About this task – Can you turn the lines of the stored data into a numbered list, starting at the line that contains "83H146L125 79L120 81V86L111" and stopping after the last line of the items? Skip blank lines and leave the pictures out.
*** Source material ***
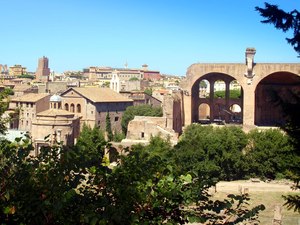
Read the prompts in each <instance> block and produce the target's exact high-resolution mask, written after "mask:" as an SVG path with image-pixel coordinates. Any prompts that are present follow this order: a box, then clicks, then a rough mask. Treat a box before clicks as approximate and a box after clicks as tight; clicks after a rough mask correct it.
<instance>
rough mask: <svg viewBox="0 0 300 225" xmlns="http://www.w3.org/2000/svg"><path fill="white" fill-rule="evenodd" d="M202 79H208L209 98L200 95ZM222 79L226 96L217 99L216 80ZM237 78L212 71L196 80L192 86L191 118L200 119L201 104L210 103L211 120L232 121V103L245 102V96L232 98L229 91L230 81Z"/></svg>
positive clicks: (242, 103) (196, 121)
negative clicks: (199, 115)
mask: <svg viewBox="0 0 300 225" xmlns="http://www.w3.org/2000/svg"><path fill="white" fill-rule="evenodd" d="M201 80H207V81H208V82H209V86H210V96H209V98H201V97H200V96H199V83H200V82H201ZM218 80H221V81H224V83H225V85H226V88H225V90H226V91H225V93H226V96H225V98H221V99H216V98H215V97H214V84H215V82H216V81H218ZM234 80H236V79H235V78H234V77H232V76H230V75H228V74H223V73H215V72H211V73H208V74H205V75H203V76H201V77H199V78H198V80H196V81H195V82H194V84H193V86H192V88H191V92H190V95H191V114H192V115H191V118H192V122H198V121H199V113H200V112H199V106H200V105H201V104H208V105H209V107H210V116H209V118H210V122H215V121H219V122H220V121H225V122H226V123H230V122H231V113H230V109H229V108H230V105H232V104H238V105H241V106H242V104H243V96H241V98H240V99H230V96H229V91H230V83H231V82H232V81H234Z"/></svg>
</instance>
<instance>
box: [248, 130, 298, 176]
mask: <svg viewBox="0 0 300 225" xmlns="http://www.w3.org/2000/svg"><path fill="white" fill-rule="evenodd" d="M248 136H249V145H248V146H247V148H246V155H245V160H246V161H247V167H248V169H247V174H248V176H252V177H253V176H257V177H261V178H263V179H265V178H268V179H275V178H276V176H277V175H284V173H285V172H286V171H287V170H288V168H289V166H290V165H291V164H292V163H293V161H294V160H295V159H294V146H293V145H292V142H291V140H290V138H289V136H288V135H286V134H284V133H283V132H282V131H280V130H279V129H268V130H265V131H259V130H252V131H251V132H250V133H249V134H248Z"/></svg>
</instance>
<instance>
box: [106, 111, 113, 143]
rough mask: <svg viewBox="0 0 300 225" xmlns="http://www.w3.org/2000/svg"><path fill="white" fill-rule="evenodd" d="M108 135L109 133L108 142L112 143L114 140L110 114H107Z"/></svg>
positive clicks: (107, 133) (106, 115)
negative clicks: (109, 141) (113, 140)
mask: <svg viewBox="0 0 300 225" xmlns="http://www.w3.org/2000/svg"><path fill="white" fill-rule="evenodd" d="M105 130H106V133H107V138H108V141H112V140H113V133H112V130H111V121H110V116H109V113H108V112H107V114H106V129H105Z"/></svg>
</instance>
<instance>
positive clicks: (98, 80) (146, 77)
mask: <svg viewBox="0 0 300 225" xmlns="http://www.w3.org/2000/svg"><path fill="white" fill-rule="evenodd" d="M114 73H118V76H119V79H120V80H121V81H128V80H130V79H131V78H137V79H139V80H141V79H146V80H159V79H160V78H161V76H160V72H159V71H153V70H149V69H148V65H143V66H142V68H140V69H130V68H127V65H126V66H125V68H112V67H95V66H91V67H89V68H87V69H84V71H83V74H84V77H86V78H88V79H89V80H92V81H95V80H98V81H101V82H109V81H110V79H111V78H112V77H113V74H114Z"/></svg>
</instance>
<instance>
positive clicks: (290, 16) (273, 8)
mask: <svg viewBox="0 0 300 225" xmlns="http://www.w3.org/2000/svg"><path fill="white" fill-rule="evenodd" d="M255 9H256V10H257V11H258V12H259V13H260V15H261V16H262V17H264V18H265V20H262V21H261V22H262V23H270V24H273V25H274V26H275V28H276V29H279V30H282V31H283V32H287V31H289V30H293V37H291V38H286V40H287V42H288V43H289V44H290V45H292V46H293V48H294V50H295V51H296V52H297V53H298V54H299V55H300V13H299V12H298V10H296V9H294V10H292V11H291V12H285V11H284V10H282V9H280V8H279V7H278V6H277V5H272V4H269V3H267V2H265V7H264V8H261V7H258V6H257V7H255Z"/></svg>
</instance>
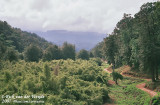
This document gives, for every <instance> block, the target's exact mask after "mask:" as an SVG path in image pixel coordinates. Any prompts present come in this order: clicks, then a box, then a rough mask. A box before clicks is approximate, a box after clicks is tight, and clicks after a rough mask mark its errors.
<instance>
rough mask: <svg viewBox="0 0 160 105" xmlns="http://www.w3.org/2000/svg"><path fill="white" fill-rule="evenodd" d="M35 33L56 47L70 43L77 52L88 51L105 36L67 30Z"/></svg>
mask: <svg viewBox="0 0 160 105" xmlns="http://www.w3.org/2000/svg"><path fill="white" fill-rule="evenodd" d="M35 33H36V34H37V35H39V36H41V37H42V38H44V39H46V40H47V41H49V42H52V43H54V44H57V45H62V44H63V43H64V42H69V43H72V44H74V45H75V46H76V50H77V51H79V50H80V49H86V50H90V49H92V48H93V47H94V46H95V45H96V44H97V43H99V42H101V41H102V40H103V38H105V37H106V36H107V35H105V34H101V33H97V32H80V31H79V32H78V31H67V30H49V31H46V32H40V31H35Z"/></svg>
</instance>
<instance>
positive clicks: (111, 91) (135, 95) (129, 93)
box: [109, 78, 150, 105]
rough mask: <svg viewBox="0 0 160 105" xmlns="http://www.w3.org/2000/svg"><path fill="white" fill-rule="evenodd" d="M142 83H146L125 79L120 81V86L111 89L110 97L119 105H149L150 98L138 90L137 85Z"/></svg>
mask: <svg viewBox="0 0 160 105" xmlns="http://www.w3.org/2000/svg"><path fill="white" fill-rule="evenodd" d="M142 82H144V81H143V80H138V79H137V80H136V79H134V80H133V79H132V78H124V80H122V81H119V85H113V86H111V87H109V89H110V92H109V93H110V94H109V95H110V96H111V97H113V98H114V99H115V103H116V104H118V105H148V104H149V102H150V96H149V95H148V94H147V93H145V92H143V91H141V90H139V89H137V88H136V85H137V84H139V83H142Z"/></svg>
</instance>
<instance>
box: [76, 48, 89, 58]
mask: <svg viewBox="0 0 160 105" xmlns="http://www.w3.org/2000/svg"><path fill="white" fill-rule="evenodd" d="M77 58H81V59H86V60H89V54H88V51H87V50H85V49H82V50H80V51H79V52H78V54H77Z"/></svg>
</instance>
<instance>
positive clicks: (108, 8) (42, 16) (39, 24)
mask: <svg viewBox="0 0 160 105" xmlns="http://www.w3.org/2000/svg"><path fill="white" fill-rule="evenodd" d="M152 1H153V0H1V1H0V7H1V8H0V20H3V21H4V20H5V21H7V22H8V23H9V24H11V25H12V26H14V27H18V28H22V29H23V30H41V31H46V30H55V29H57V30H58V29H64V30H72V31H96V32H101V33H111V32H112V30H113V29H114V27H115V26H116V23H117V22H118V21H119V20H120V19H121V18H122V17H123V14H124V13H131V14H135V13H136V12H138V11H139V8H140V6H141V5H142V4H143V3H146V2H152Z"/></svg>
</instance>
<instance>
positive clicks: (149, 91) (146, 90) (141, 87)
mask: <svg viewBox="0 0 160 105" xmlns="http://www.w3.org/2000/svg"><path fill="white" fill-rule="evenodd" d="M145 85H146V84H145V83H141V84H138V85H136V87H137V88H138V89H141V90H143V91H145V92H147V93H148V94H149V95H150V96H151V97H153V96H155V95H157V93H156V92H154V91H152V90H149V89H147V88H145Z"/></svg>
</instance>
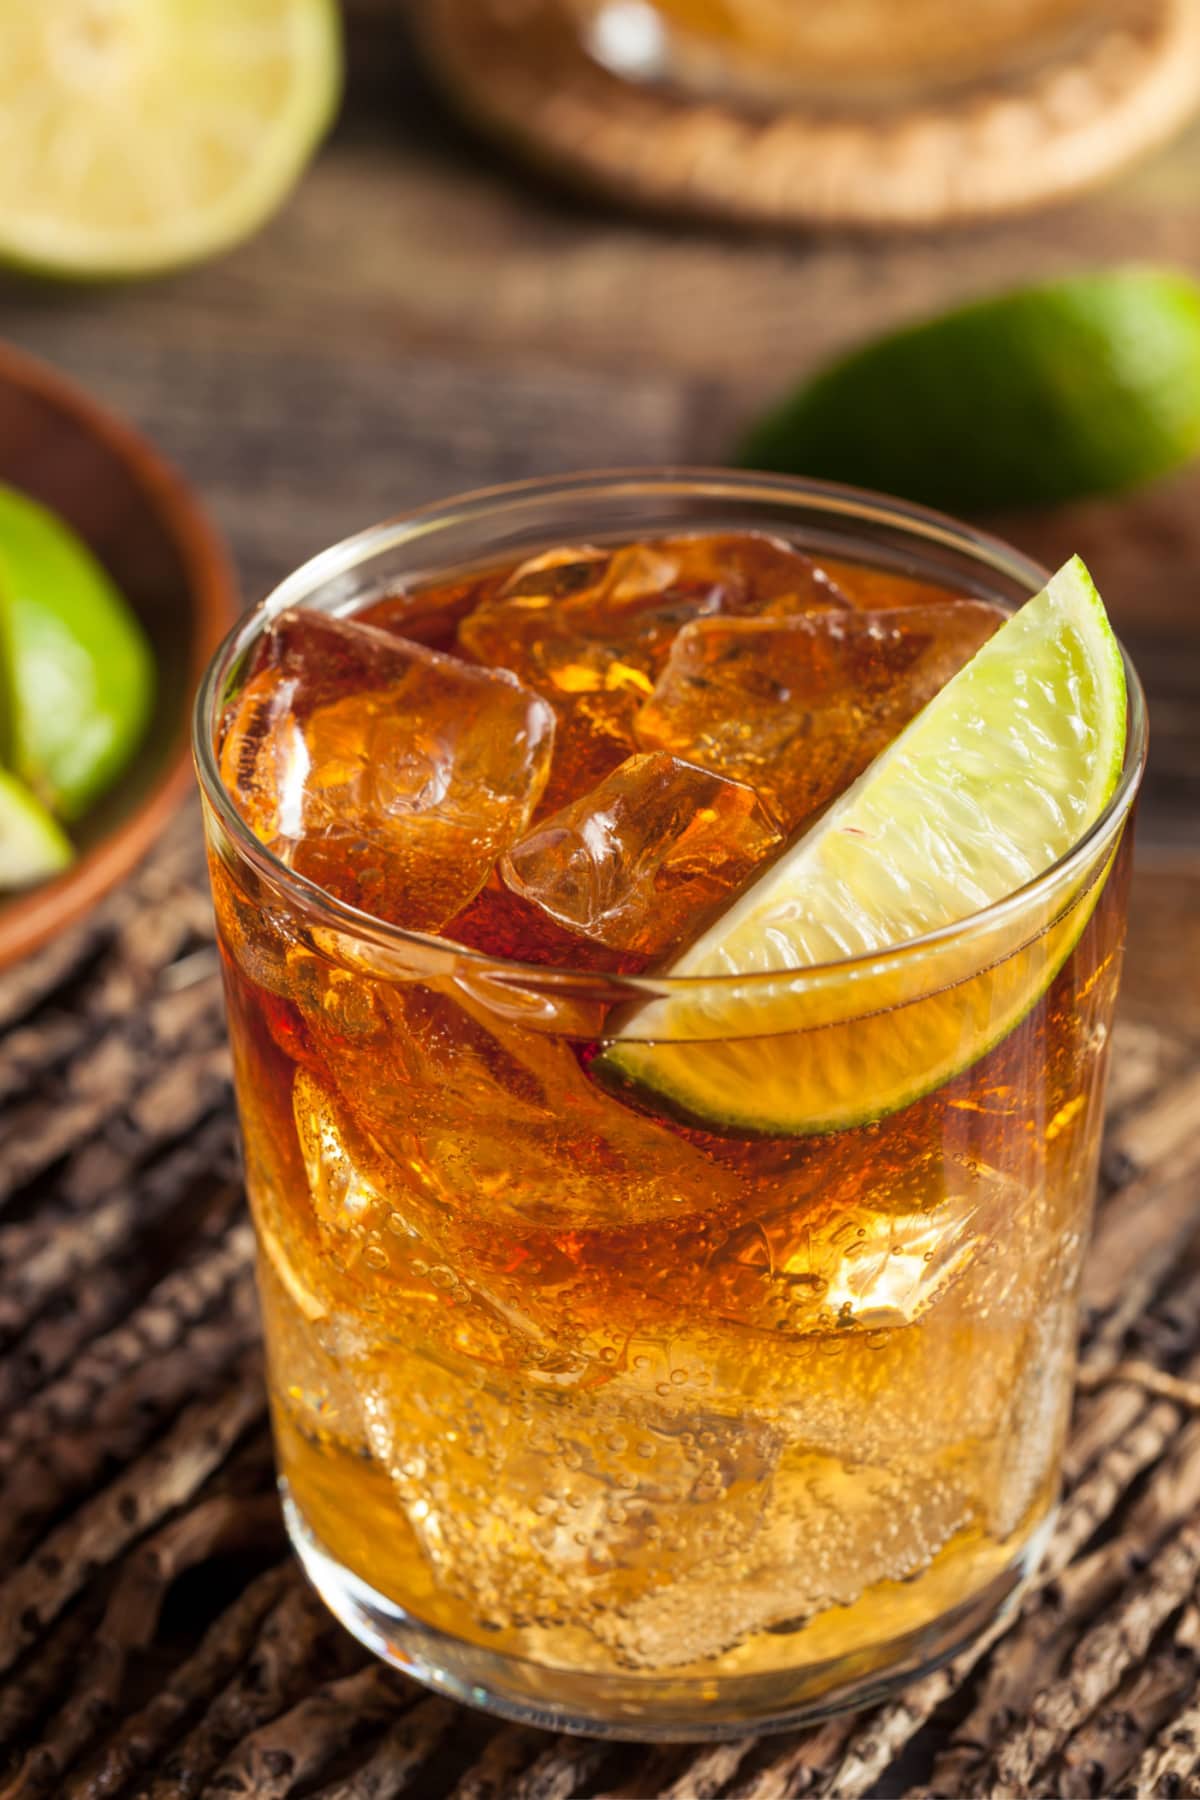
***
Response area –
1. rough mask: <svg viewBox="0 0 160 105" xmlns="http://www.w3.org/2000/svg"><path fill="white" fill-rule="evenodd" d="M142 83H146L125 79L120 81V86L111 89L110 97L119 105H149L150 98L138 90L137 85Z"/></svg>
2. mask: <svg viewBox="0 0 160 105" xmlns="http://www.w3.org/2000/svg"><path fill="white" fill-rule="evenodd" d="M142 82H144V81H143V80H138V79H137V80H136V79H134V80H133V79H132V78H124V80H122V81H119V85H113V86H111V87H109V89H110V92H109V93H110V94H109V95H110V96H111V97H113V98H114V99H115V103H116V104H118V105H148V104H149V102H150V96H149V95H148V94H147V93H145V92H143V91H141V90H139V89H137V88H136V85H137V84H139V83H142Z"/></svg>
3. </instance>
4. <instance>
5. box: [76, 48, 89, 58]
6. mask: <svg viewBox="0 0 160 105" xmlns="http://www.w3.org/2000/svg"><path fill="white" fill-rule="evenodd" d="M77 58H81V59H86V60H89V54H88V51H87V50H85V49H82V50H80V51H79V52H78V54H77Z"/></svg>
7. </instance>
8. <instance>
9. positive clicks: (108, 8) (42, 16) (39, 24)
10. mask: <svg viewBox="0 0 160 105" xmlns="http://www.w3.org/2000/svg"><path fill="white" fill-rule="evenodd" d="M152 1H153V0H1V1H0V7H1V8H0V20H3V21H4V20H5V21H7V22H8V23H9V24H11V25H12V26H14V27H18V28H22V29H23V30H41V31H46V30H55V29H57V30H58V29H64V30H72V31H96V32H101V33H111V32H112V30H113V29H114V27H115V26H116V23H117V22H118V21H119V20H120V19H121V18H122V17H123V14H124V13H131V14H135V13H136V12H138V11H139V8H140V6H141V5H142V4H143V3H146V2H152Z"/></svg>
11. </instance>
12. <instance>
13. positive clicks: (149, 91) (146, 90) (141, 87)
14. mask: <svg viewBox="0 0 160 105" xmlns="http://www.w3.org/2000/svg"><path fill="white" fill-rule="evenodd" d="M145 85H146V84H145V83H141V84H138V85H136V87H137V88H138V89H141V90H143V91H145V92H147V93H148V94H149V95H150V96H151V97H153V96H155V95H157V93H156V92H154V91H152V90H149V89H147V88H145Z"/></svg>
15. </instance>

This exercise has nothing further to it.